Exercise objective → Scan the entries for the word "covered". Every line that has it should be copied.

Collected data →
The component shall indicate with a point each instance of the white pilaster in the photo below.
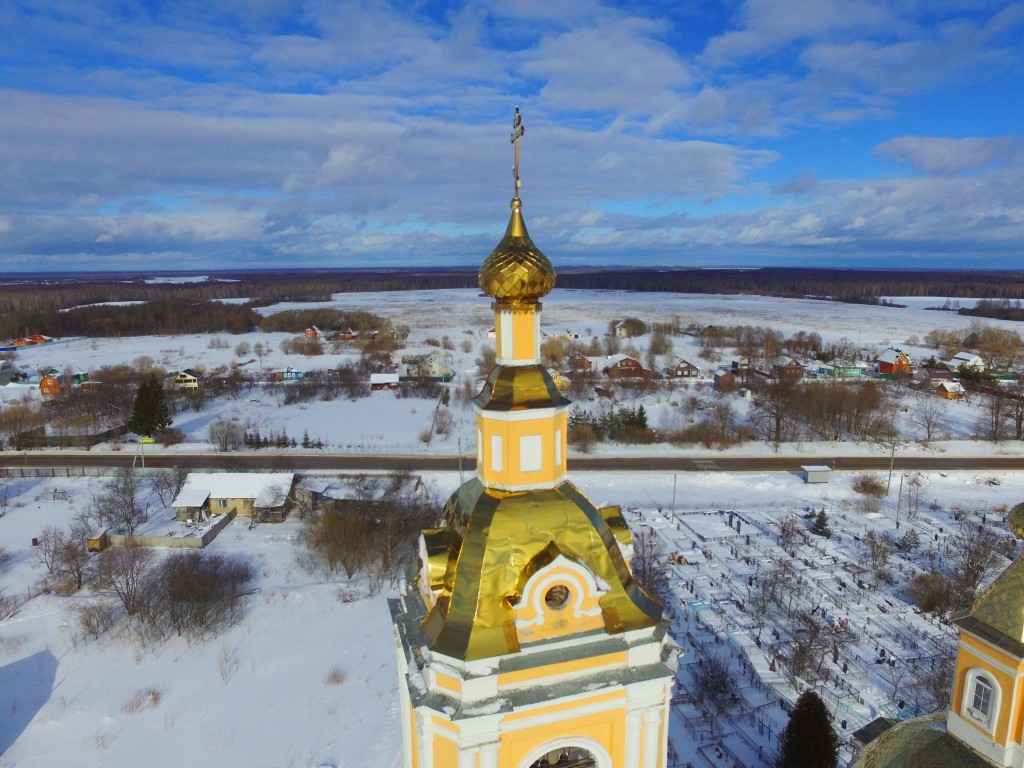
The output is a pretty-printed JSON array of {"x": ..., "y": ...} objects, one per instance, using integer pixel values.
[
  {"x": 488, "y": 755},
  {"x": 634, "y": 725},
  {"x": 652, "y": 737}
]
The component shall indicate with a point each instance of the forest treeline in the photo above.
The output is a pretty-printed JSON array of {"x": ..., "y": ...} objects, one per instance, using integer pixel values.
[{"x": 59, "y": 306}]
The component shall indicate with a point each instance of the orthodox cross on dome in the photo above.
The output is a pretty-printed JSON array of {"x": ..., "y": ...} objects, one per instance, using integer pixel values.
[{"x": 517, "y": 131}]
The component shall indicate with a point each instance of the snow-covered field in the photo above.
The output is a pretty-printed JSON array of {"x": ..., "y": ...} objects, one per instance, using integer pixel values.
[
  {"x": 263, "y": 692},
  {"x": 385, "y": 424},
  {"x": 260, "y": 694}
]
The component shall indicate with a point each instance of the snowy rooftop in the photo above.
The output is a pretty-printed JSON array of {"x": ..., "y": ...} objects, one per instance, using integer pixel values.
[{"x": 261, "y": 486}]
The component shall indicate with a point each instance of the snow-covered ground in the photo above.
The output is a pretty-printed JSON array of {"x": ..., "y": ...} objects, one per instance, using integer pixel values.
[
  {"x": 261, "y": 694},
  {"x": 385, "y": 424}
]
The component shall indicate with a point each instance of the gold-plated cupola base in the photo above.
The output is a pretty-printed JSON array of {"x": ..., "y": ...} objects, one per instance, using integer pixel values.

Solution to the problem →
The component shall indicate with a point each instance of the snow-covered field in the photo above.
The component shall indicate with a point each instance of the snow-covered ground in the photo above.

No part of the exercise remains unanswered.